Directions for this task
Return the part of the passage on Chinese and national schools between "There was no joy" and "Bahasa or Mandarin.", inclusive, copied word for word.
=== Page text ===
Chinese School vs National Kebangsaan School

My eldest girl, Jane, turned 7 this year. She started Primary One. There was no doubt in our mind which type of school for her. It had to be Chinese School aka SJKC (Sekolah Jenis Kebangsaan Cina), of course. With the poor state of our national schools as well as the horror stories one hears about the flip flop of the syllabus plus the laziness of the teachers, most Malaysian Chinese parents will send their kids to SJKC. In fact, in the school we signed her into, I often saw many Malay and Indian students. Malays and Indians studying Chinese! This was uncommon, indeed - or perhaps, it was more common than you think.

Unfortunately, 2 months after she went to this SJKC(*), we pulled her out. Yep, we decided that Chinese school was not suitable for her. Every night she came back crying and was in fear of going to school. Every morning, she needed 30-40 minutes of prep talk before she agreed to go school. Every day she had this worried and extreme stress look on her face. When she came back in the evening, she immediately started her homework. She did her homework even while eating dinner. She was so fearful of her Bahasa Teacher, who ironically is a Chinese, that she would even chanted her ejaan (spelling) while in sleep.

She was terrified of the Bahasa Teacher who used cane to threaten the students. When she had 4 out of 8 correct spellings, she was punished - she had to stand up with two hands up on the air. One time, she forgot to bring her exercise book and was asked to stand outside the class. Actually, it's not just the Bahasa teacher. Even the Mandarin Teacher, which was her class teacher (and this teacher was one of the better ones) would also lash out milder punishment as a way to force the children to improve.

There was no joy in studying anymore. A Primary One kid were being drilled and grilled to be perfect in her school work. Every day is a day of endless grinding - writing and writing and writing so that they remembered the words - be it English, Bahasa or Mandarin.
=== Records provided ===
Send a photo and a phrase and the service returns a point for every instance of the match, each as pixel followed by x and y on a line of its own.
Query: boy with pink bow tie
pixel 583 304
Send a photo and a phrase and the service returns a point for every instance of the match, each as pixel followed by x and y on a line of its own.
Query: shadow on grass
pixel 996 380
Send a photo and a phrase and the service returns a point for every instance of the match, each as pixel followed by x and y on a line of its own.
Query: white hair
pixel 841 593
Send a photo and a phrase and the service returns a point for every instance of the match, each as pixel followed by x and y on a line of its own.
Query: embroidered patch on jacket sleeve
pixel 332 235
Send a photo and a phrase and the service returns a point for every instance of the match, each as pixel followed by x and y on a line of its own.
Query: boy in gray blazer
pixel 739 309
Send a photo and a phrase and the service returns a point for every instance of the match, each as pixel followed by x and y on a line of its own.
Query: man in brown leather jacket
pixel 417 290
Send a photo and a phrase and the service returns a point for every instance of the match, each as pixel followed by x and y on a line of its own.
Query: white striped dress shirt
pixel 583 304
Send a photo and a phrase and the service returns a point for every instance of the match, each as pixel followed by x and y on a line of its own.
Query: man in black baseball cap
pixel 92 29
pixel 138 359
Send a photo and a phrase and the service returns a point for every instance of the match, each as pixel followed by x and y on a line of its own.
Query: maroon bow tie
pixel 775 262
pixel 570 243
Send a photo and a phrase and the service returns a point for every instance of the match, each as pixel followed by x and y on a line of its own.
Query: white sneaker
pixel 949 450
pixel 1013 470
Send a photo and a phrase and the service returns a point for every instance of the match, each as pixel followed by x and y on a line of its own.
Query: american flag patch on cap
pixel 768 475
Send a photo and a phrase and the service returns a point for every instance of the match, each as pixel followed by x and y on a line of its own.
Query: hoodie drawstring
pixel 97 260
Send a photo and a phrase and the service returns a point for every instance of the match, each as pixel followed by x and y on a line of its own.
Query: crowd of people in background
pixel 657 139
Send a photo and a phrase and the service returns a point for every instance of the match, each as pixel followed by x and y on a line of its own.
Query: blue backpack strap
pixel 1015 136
===
=== Records provided ===
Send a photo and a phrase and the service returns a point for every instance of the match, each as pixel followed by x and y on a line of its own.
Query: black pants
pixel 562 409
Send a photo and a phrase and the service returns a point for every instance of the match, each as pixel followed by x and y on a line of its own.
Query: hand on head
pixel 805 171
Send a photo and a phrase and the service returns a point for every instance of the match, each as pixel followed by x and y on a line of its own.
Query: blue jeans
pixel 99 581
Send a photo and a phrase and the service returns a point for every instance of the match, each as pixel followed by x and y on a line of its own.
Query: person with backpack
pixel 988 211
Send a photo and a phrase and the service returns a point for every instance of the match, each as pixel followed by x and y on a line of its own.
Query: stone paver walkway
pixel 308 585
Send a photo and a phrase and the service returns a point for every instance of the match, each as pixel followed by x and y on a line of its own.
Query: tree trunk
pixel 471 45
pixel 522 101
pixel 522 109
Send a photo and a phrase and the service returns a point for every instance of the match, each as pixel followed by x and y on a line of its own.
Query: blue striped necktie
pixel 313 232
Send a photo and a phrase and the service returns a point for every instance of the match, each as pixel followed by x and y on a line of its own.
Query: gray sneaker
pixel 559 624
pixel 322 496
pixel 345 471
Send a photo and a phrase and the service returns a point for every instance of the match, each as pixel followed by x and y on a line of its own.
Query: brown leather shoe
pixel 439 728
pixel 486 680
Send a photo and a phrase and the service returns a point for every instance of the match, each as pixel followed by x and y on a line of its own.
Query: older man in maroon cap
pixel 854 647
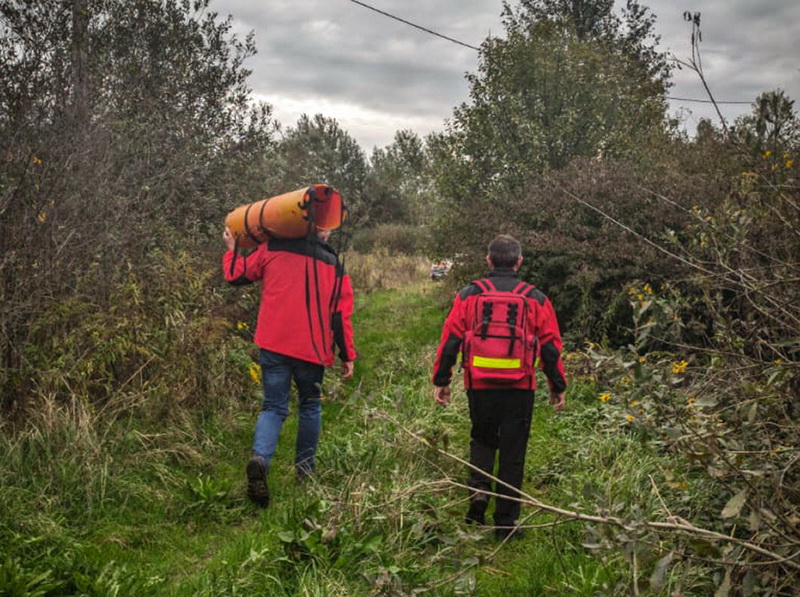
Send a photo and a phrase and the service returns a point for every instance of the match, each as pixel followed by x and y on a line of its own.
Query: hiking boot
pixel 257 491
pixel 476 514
===
Reply to the task
There was no joy in studying anymore. A Primary One kid were being drilled and grilled to be perfect in her school work. Every day is a day of endless grinding - writing and writing and writing so that they remembered the words - be it English, Bahasa or Mandarin.